Objective A: In the passage on the mixed logit model, what is described as the only practical method for computing a K-dimensional integral?
Objective B: Resume the passage on the mixed logit model, picking up after its final sentence.

## Begin Excerpt provided

The random parameters (or mixed) logit model

Derivation of the model

A mixed logit model or random parameters logit model is a logit model for which the parameters are assumed to vary from one individual to another. It is therefore a model that takes the heterogeneity of the population into account.

The probabilities

For the standard logit model, the probability that individual i choose alternative j is: $$ P_{il}=\frac{e^{\beta'x_{il}}}{\sum_j e^{\beta'x_{ij}}}. $$

Suppose now that the coefficients are individual-specific. The probabilities are then:

$$ P_{il}=\frac{e^{\beta_i'x_{il}}}{\sum_j e^{\beta_i'x_{ij}}}. $$

A first approach consists on estimating the parameters for every individual. However, these parameters are identified and can be consistently estimated only if a large number of choice situations per individual is available, which is scarcely the case.

A more appealing approach consists on considering the βi’s as random draws from a distribution whose parameters are estimated, which leads to the mixed logit model. The probability that individual i will choose alternative l, for a given value of βi is:

$$ P_{il} \mid \beta_i =\frac{e^{\beta_i'x_{il}}}{\sum_j e^{\beta_i'x_{ij}}}. $$

To get the unconditional probability, we have to integrate out this conditional probability, using the density function of β. Suppose that Vil = α + βixil, i.e., there is only one individual-specific coefficient and that the density of βi is f(β, θ), θ being the vector of the parameters of the distribution of β. The unconditional probability is then:

$$ P_{il}= \mbox{E}(P_{il} \mid \beta_i) = \int_{\beta}(P_{il} \mid \beta)f(\beta,\theta)d\beta = \int_{\beta}\frac{e^{\beta_i'x_{il}}}{\sum_j e^{\beta_i'x_{ij}}}f(\beta,\theta)d\beta, $$

which is a one-dimensional integral that can be efficiently estimated by quadrature methods. If Vil = βixil where βi is a vector of length K and f(β, θ) is the joint density of the K individual-specific coefficients, the unconditional probability is:

Pil = E(Pil ∣ βi) = ∫β1β2...∫βK(Pil ∣ β)f(β, θ)dβ1dβ2...dβK.

This is a K-dimensional integral which cannot easily be estimated by quadrature methods. The only practical method is then to use simulations. More precisely, R draws of the parameters are taken from the distribution of β, the probability is computed for every draw and the unconditional probability, which is the expected value of the conditional probabilities is estimated by the average of the R probabilities.

## End Excerpt provided
## Begin Supplied records

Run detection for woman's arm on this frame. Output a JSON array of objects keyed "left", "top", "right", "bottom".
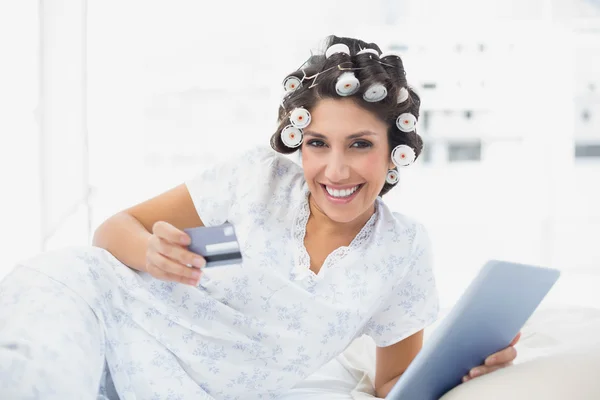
[
  {"left": 375, "top": 330, "right": 423, "bottom": 398},
  {"left": 92, "top": 185, "right": 203, "bottom": 271}
]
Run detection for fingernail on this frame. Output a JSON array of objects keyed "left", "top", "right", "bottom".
[{"left": 192, "top": 258, "right": 204, "bottom": 268}]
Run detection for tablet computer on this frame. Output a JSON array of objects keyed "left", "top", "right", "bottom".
[{"left": 386, "top": 261, "right": 560, "bottom": 400}]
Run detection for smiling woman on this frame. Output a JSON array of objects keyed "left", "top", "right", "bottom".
[{"left": 0, "top": 36, "right": 514, "bottom": 399}]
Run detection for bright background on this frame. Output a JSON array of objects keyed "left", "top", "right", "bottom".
[{"left": 0, "top": 0, "right": 600, "bottom": 308}]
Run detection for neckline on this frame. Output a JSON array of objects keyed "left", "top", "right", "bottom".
[{"left": 293, "top": 186, "right": 381, "bottom": 279}]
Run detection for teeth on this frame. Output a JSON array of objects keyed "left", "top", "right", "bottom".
[{"left": 325, "top": 185, "right": 360, "bottom": 197}]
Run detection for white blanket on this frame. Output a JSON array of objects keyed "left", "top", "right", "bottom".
[{"left": 328, "top": 306, "right": 600, "bottom": 400}]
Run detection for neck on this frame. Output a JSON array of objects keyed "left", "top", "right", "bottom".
[{"left": 308, "top": 195, "right": 375, "bottom": 237}]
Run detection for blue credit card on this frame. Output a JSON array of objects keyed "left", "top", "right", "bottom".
[{"left": 184, "top": 223, "right": 242, "bottom": 267}]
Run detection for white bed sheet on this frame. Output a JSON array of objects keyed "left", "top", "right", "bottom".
[{"left": 314, "top": 298, "right": 600, "bottom": 400}]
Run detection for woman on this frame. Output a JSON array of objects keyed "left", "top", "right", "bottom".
[{"left": 0, "top": 37, "right": 515, "bottom": 399}]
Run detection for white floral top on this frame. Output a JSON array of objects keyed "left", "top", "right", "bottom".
[
  {"left": 10, "top": 150, "right": 438, "bottom": 400},
  {"left": 180, "top": 149, "right": 438, "bottom": 397}
]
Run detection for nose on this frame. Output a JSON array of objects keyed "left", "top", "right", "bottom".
[{"left": 325, "top": 151, "right": 350, "bottom": 183}]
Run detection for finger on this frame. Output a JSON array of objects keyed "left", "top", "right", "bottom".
[
  {"left": 509, "top": 332, "right": 521, "bottom": 346},
  {"left": 485, "top": 346, "right": 517, "bottom": 365},
  {"left": 148, "top": 253, "right": 201, "bottom": 282},
  {"left": 469, "top": 365, "right": 503, "bottom": 379},
  {"left": 146, "top": 264, "right": 199, "bottom": 286},
  {"left": 152, "top": 221, "right": 191, "bottom": 246},
  {"left": 156, "top": 239, "right": 206, "bottom": 268}
]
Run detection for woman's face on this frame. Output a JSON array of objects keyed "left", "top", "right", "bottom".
[{"left": 302, "top": 99, "right": 393, "bottom": 223}]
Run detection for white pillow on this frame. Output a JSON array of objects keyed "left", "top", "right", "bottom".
[{"left": 440, "top": 346, "right": 600, "bottom": 400}]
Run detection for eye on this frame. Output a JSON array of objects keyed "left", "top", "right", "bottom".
[
  {"left": 307, "top": 139, "right": 325, "bottom": 147},
  {"left": 352, "top": 140, "right": 373, "bottom": 149}
]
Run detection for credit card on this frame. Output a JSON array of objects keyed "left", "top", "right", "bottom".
[{"left": 184, "top": 223, "right": 242, "bottom": 267}]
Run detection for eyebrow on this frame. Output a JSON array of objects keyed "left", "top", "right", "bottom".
[{"left": 304, "top": 131, "right": 377, "bottom": 139}]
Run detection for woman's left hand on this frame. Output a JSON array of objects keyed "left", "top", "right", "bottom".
[{"left": 463, "top": 332, "right": 521, "bottom": 382}]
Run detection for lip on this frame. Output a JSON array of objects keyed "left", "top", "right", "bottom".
[{"left": 321, "top": 183, "right": 364, "bottom": 205}]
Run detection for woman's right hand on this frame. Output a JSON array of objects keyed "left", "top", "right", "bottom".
[{"left": 146, "top": 221, "right": 206, "bottom": 286}]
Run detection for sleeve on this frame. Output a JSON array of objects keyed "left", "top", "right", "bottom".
[
  {"left": 185, "top": 147, "right": 277, "bottom": 226},
  {"left": 364, "top": 225, "right": 439, "bottom": 347}
]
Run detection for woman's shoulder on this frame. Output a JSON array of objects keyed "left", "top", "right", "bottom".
[
  {"left": 237, "top": 146, "right": 305, "bottom": 205},
  {"left": 376, "top": 199, "right": 429, "bottom": 248}
]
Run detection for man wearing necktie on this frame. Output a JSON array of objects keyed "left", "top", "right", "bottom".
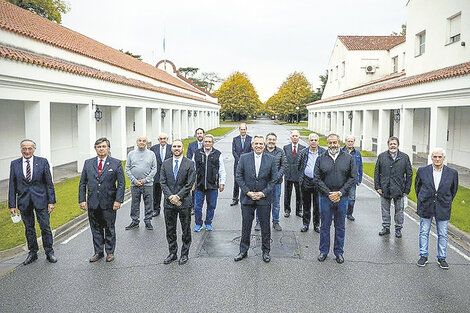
[{"left": 8, "top": 139, "right": 57, "bottom": 265}]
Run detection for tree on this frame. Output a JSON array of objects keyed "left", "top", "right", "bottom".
[
  {"left": 214, "top": 72, "right": 261, "bottom": 121},
  {"left": 7, "top": 0, "right": 70, "bottom": 24}
]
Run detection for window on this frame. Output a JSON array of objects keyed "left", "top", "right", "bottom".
[{"left": 447, "top": 12, "right": 461, "bottom": 43}]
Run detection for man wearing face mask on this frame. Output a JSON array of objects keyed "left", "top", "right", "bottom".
[{"left": 374, "top": 136, "right": 413, "bottom": 238}]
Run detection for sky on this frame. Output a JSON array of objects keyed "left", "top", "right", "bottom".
[{"left": 62, "top": 0, "right": 407, "bottom": 101}]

## End Supplied records

Result A: Simulations.

Result B:
Individual parameters

The expected value of a random coefficient (E(β)) is simply estimated by the mean of the R draws on its distribution: $\bar{\beta}=\sum_{r=1}^R \beta_r$. Individual parameters are obtained by first computing the probabilities of the observed choice of i for every value of βr:

$$ P_{ir}=\frac{\sum_j y_{ij} e^{\beta_r^{'}x_{ij}}}{\sum_j e^{\beta_r^{'}x_{ij}}}, $$

where yij is a dummy equal to one if i has chosen alternative j. The expected value of the parameter for an individual is then estimated by using these probabilities to weight the R β values:

$$ \hat{\beta}_i = \frac{\sum_r P_{ir} \beta_r}{\sum_r P_{ir}}. $$

Panel data

If there are repeated observations for the same individuals, the longitudinal dimension of the data can be taken into account in the mixed logit model, assuming that the random parameters of individual i are the same for all his choice situations. Denoting yitl a dummy equal to 1 if i choose alternative l for the tth choice situation, the probability of the observed choice is:

$$P_{it}=\prod_j \frac{\sum_j y_{itj}e^{\beta_i x_{itl}}}{\sum_j e^{\beta_i x_{itj}}}. $$

The joint probability for the T observations of individual i is then:

$$P_{i}=\prod_t \prod_j \frac{\sum_jy_{itj}e^{\beta_i x_{itj}}}{\sum_j e^{\beta_i x_{itj}}},$$

and the log-likelihood is simply iln Pi.

Application

The random parameter logit model is estimated by providing a rpar argument to mlogit. This argument is a named vector, the names being the random coefficients and the values the name of the law of distribution. Currently, the normal ("n"), log-normal ("ln"), zero-censored normal ("cn"), uniform ("u") and triangular ("t") distributions are available. For these distributions, two parameters are estimated which are, for normal related distributions, the mean and the standard-deviation of the underlying normal distribution and for the uniform and triangular distribution, the mean and the half range of the distribution. For these last two distributions, zero-bounded variants are also provided ("zbt" and "zbu"). These two distributions are defined by only one parameter (the mean) and their definition domain varies from 0 to twice the mean.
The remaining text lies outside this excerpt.